◆ The records ◆
----------
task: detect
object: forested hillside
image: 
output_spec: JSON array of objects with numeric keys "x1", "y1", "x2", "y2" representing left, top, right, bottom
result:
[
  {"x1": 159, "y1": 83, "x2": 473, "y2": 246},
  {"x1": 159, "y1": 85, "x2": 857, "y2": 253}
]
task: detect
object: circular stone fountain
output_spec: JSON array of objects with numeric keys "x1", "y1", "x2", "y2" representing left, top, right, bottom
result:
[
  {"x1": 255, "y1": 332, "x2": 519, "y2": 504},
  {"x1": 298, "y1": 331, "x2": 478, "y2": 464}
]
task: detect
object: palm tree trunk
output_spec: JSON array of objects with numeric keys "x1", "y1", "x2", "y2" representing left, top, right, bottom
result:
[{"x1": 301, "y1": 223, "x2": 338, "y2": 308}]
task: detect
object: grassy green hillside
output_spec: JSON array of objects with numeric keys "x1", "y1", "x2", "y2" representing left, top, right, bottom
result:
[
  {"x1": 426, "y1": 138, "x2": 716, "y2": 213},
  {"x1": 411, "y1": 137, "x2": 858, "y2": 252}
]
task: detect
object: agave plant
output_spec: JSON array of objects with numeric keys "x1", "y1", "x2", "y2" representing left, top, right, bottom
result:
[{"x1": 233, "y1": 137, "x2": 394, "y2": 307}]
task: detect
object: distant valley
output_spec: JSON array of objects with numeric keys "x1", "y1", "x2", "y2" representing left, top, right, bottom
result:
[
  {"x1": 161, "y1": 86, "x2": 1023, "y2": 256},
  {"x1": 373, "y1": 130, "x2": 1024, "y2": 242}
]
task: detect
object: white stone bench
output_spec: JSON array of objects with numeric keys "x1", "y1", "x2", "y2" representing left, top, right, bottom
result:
----------
Set down the records above once more, exactly as they stand.

task: detect
object: forested hillside
image: 
output_spec: JSON array of objects with numeric keys "x1", "y1", "x2", "y2" representing left, top, right, bottom
result:
[
  {"x1": 159, "y1": 83, "x2": 473, "y2": 246},
  {"x1": 159, "y1": 85, "x2": 857, "y2": 253}
]
task: detect
object: circular stone fountain
output_spec: JSON array of objects with numeric keys "x1", "y1", "x2", "y2" representing left, top, right, bottom
result:
[
  {"x1": 255, "y1": 332, "x2": 519, "y2": 504},
  {"x1": 298, "y1": 331, "x2": 478, "y2": 464}
]
task: detect
object: palm tree trunk
output_spec: JSON array of objects with numeric keys "x1", "y1", "x2", "y2" representing left, top, right, bottom
result:
[{"x1": 301, "y1": 223, "x2": 338, "y2": 308}]
task: detect
object: grassy green hillside
output_spec: JSON array of objects with numeric keys "x1", "y1", "x2", "y2" representing left, top, right, bottom
result:
[
  {"x1": 426, "y1": 138, "x2": 716, "y2": 213},
  {"x1": 411, "y1": 137, "x2": 858, "y2": 252}
]
task: detect
object: agave plant
output_spec: JSON array of objects with numeric keys "x1", "y1", "x2", "y2" representing left, top, right, bottom
result:
[{"x1": 233, "y1": 137, "x2": 394, "y2": 307}]
task: detect
object: distant valley
output_spec: JSON array of objects with numeric keys "x1", "y1", "x2", "y2" representing left, top, right, bottom
result:
[
  {"x1": 161, "y1": 86, "x2": 1023, "y2": 256},
  {"x1": 373, "y1": 130, "x2": 1024, "y2": 242}
]
task: detect
object: white stone bench
output_spec: JSON array of objects with numeric keys "x1", "y1", "x2", "y2" representing left, top, right, bottom
result:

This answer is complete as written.